Items from a data source:
◆ ◆ ◆

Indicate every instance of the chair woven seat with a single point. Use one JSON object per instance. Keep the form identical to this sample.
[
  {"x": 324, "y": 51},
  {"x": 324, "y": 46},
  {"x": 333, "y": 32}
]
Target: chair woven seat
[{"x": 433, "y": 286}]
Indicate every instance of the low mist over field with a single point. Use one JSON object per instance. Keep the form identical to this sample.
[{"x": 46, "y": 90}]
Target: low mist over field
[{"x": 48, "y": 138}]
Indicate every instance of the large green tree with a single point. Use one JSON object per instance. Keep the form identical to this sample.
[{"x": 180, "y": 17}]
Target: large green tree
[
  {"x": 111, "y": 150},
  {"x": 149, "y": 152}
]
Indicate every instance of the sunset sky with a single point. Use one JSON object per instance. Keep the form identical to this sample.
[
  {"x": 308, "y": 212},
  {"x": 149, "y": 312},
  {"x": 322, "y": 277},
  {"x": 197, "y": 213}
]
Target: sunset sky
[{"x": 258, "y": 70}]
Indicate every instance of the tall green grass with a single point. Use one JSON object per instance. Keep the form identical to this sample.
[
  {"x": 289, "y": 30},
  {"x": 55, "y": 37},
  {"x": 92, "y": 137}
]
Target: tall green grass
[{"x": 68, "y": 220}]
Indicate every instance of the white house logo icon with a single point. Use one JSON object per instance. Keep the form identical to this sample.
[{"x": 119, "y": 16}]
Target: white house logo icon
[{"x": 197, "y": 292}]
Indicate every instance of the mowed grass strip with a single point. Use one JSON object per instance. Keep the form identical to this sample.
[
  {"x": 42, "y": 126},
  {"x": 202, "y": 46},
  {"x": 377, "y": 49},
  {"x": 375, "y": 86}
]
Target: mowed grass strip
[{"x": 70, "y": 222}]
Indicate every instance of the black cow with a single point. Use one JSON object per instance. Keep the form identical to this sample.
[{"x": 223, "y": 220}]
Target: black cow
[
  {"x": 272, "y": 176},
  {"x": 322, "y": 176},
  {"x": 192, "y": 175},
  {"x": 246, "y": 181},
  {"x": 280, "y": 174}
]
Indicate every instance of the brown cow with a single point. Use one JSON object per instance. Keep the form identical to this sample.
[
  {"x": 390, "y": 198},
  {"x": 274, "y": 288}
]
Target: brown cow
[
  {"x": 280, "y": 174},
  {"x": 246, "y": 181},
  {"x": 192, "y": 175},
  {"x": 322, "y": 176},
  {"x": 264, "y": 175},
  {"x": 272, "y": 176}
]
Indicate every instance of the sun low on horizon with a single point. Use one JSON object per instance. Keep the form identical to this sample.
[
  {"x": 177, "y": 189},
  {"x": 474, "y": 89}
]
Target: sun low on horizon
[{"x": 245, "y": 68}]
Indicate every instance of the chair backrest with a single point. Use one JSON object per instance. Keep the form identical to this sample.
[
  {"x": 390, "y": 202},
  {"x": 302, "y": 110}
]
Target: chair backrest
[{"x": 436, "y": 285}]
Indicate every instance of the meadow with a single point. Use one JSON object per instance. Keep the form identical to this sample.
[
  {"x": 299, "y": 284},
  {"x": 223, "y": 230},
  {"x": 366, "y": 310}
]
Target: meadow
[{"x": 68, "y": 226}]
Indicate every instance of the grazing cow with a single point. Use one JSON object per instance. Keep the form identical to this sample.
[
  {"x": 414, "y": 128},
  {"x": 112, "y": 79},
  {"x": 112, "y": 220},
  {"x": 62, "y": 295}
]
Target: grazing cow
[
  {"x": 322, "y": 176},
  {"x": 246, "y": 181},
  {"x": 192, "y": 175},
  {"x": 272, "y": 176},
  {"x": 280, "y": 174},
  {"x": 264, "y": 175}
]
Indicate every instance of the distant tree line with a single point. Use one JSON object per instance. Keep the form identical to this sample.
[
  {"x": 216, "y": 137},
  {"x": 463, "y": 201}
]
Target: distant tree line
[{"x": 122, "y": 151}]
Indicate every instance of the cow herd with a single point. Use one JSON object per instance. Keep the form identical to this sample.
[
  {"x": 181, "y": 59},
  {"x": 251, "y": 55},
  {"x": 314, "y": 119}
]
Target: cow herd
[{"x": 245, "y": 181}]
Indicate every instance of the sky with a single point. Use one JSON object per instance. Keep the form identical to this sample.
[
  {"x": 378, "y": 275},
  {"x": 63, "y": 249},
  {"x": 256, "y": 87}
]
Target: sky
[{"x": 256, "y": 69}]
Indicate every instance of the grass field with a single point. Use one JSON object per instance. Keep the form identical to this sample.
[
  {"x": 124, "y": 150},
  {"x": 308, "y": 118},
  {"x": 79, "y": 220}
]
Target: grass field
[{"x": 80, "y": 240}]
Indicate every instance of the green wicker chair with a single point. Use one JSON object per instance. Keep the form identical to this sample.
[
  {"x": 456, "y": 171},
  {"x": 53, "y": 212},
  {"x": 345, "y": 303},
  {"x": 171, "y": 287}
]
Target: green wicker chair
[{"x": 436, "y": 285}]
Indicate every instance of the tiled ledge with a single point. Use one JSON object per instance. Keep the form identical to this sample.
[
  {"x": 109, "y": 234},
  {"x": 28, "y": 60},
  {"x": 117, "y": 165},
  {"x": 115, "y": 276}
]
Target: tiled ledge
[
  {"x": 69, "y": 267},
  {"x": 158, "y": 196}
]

◆ ◆ ◆

Copy out the stretch from the line containing "Indicate every instance of the cow" through the end of the entries, requests included. Multiply every x and y coordinate in the answers by 0.5 and round to whole numbers, with halves rounded up, but leave the coordinates in the requests and their samples unchanged.

The response:
Indicate every instance of the cow herd with a single point. Use one JSON object per instance. Keep the form identical to this sample.
[
  {"x": 181, "y": 59},
  {"x": 251, "y": 55},
  {"x": 314, "y": 119}
]
Target: cow herd
[{"x": 123, "y": 91}]
Indicate every instance of the sky with a single point. Use one JSON object per instance. Keep the form identical to this sample.
[
  {"x": 378, "y": 275},
  {"x": 63, "y": 249},
  {"x": 256, "y": 87}
]
Target: sky
[{"x": 128, "y": 35}]
Indicate every instance of the grass field with a single point. Use one JSON object per instance. Keep the form identical to this sample.
[
  {"x": 124, "y": 150},
  {"x": 308, "y": 118},
  {"x": 79, "y": 220}
]
Target: grass field
[{"x": 40, "y": 120}]
Indicate every instance of the green wicker chair with a single point. Use one JSON object per instance. Keep the form identical to this sample.
[
  {"x": 456, "y": 171},
  {"x": 53, "y": 212},
  {"x": 345, "y": 303},
  {"x": 171, "y": 287}
]
Target: green wicker chair
[{"x": 218, "y": 143}]
Indicate every instance of the tiled ledge with a single point. Use one JSON object per instance. Keep the form identical to this sample.
[
  {"x": 109, "y": 234},
  {"x": 28, "y": 60},
  {"x": 117, "y": 165},
  {"x": 115, "y": 276}
]
Target: tiled ledge
[
  {"x": 35, "y": 134},
  {"x": 79, "y": 98}
]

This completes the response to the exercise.